*** Opening of Excerpted text ***
Hospital food isn’t exactly the most palatable variety of food. But when your kin is admitted to a hospital, food is rarely on top of your list of priorities. That is exactly what Seva Kitchen has been looking to change since the idea germinated in 2014.
That was the year Nagpur-resident Khushroo Poacha had to admit his mother to a hospital because she was keeping unwell. It was she who first observed how patients, and even more so their relatives, were unable to get a proper meal.
She mentioned this to Poacha, who made a mental note. She passed away a few months later, but the idea remained with Poacha – a Central Railway employee. Moved by the plight of patients and their employees, he decided to deliver 25 meals one day to the kin of patients admitted to the same hospital his mother was treated in.
This, in effect, was the start of Seva Kitchen.
The growth of Seva Kitchen
As Poacha’s friends came to know about his initiative, they too showed the willingness to contribute. In the early days, they pitched in with the raw materials.
However, Poacha subsequently mandated that if people wanted to contribute, they had to cook and deliver the meals themselves. The aim, Poacha said, was not to accept money but get people involved.
“Soon, people were delivering 100-150 meals every on a regular basis to those who needed them the most,” he told Times Of Food over the phone.
*** Close of Excerpted text ***
Set of tasks.
1) Could you reproduce the stretch of the Seva Kitchen article from "She mentioned this" through "the raw materials.", word for word?
2) Answer these questions from the Seva Kitchen article:
(a) In what year did the idea for Seva Kitchen germinate?
(b) Who is Khushroo Poacha's employer?
(c) How many meals did Poacha deliver on that first day?
3) Can you resume the Seva Kitchen article from the point where it stops?
*** Opening of Dataset extract ***
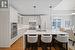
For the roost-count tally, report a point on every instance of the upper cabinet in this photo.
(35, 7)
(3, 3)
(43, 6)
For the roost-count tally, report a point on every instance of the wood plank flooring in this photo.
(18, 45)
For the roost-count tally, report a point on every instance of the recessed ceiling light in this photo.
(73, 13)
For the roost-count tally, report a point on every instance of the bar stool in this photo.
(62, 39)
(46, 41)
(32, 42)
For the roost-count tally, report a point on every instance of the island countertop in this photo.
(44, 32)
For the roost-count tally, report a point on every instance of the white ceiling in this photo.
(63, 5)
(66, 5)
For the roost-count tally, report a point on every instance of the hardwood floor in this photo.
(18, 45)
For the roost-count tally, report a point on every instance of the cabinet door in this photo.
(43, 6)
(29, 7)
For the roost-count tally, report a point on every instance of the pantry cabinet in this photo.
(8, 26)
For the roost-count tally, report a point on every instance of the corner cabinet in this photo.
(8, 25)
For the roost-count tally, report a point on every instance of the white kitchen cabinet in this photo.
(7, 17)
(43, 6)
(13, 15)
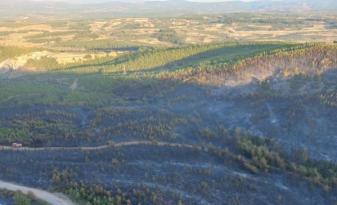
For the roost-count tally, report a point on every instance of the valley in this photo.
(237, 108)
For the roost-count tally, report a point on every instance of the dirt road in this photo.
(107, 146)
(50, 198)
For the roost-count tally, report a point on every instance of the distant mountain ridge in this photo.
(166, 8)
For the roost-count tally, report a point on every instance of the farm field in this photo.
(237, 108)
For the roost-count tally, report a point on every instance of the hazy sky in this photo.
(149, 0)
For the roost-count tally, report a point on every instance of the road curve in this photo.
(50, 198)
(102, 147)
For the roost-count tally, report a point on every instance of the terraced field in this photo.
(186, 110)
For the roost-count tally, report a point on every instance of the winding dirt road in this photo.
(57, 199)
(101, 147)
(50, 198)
*** Close of Dataset extract ***
*** Opening of Dataset extract ***
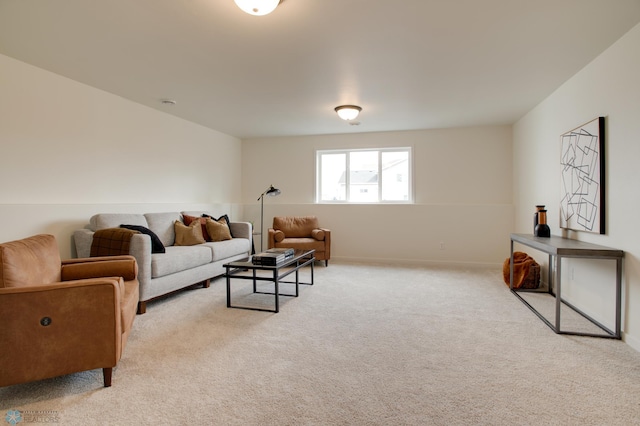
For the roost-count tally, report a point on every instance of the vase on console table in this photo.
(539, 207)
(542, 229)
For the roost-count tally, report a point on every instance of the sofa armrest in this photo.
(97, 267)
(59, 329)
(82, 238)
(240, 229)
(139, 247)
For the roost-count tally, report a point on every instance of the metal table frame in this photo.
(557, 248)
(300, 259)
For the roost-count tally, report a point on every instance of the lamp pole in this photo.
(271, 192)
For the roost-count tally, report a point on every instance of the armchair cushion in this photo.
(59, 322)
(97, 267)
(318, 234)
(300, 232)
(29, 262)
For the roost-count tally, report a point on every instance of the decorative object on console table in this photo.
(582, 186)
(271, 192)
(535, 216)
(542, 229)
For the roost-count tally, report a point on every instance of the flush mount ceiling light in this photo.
*** Close of Dataset extract ***
Responses by item number.
1)
She mentioned this to Poacha, who made a mental note. She passed away a few months later, but the idea remained with Poacha – a Central Railway employee. Moved by the plight of patients and their employees, he decided to deliver 25 meals one day to the kin of patients admitted to the same hospital his mother was treated in.
This, in effect, was the start of Seva Kitchen.
The growth of Seva Kitchen
As Poacha’s friends came to know about his initiative, they too showed the willingness to contribute. In the early days, they pitched in with the raw materials.

2)
(a) 2014
(b) Central Railway
(c) 25

3)
Here’s an example:
Neki Ka Pitara
As Seva Kitchen expanded beyond Nagpur, Poacha turned his attention to other aspects of patient welfare. “We noticed that some patients in needs of milk, fruits and juices were not getting them,” he said. And that’s how Neki Ka Pitara was born.
The name literally translates to “box of kindness.” In its physical form, a Neki Ka Pitara is a refrigerator installed in hospitals that is filled with essential food items that patients can avail for free.
Poacha explained that people have enrolled as contributors to the Neki Ka Pitara across six cities: Nagpur, Bangalore, Hyderabad, Jamnagar, New Delhi and Thane. Each time someone at any of the hospitals – where a Neki Ka Pitara is installed – finds that the refrigerator is empty, it falls on one person after the other on this list of contributors to fill it up.
Then, in January this year, an app was launched to pick up excess food from social functions and share them with the underprivileged.
“This is not leftover food,” Poacha clarified. “Leftover food would mean food left uneaten on the plate. No. This means food that was not served and could otherwise go to waste.”
Since Poacha launched this initiative, volunteers have, in at least 40 instances across India picked, up excess food from functions and distributed them to those who need food the most.
All three initiatives reflect the mantra on the Seva Kitchen official website: “Respect the dignity of those who you serve.”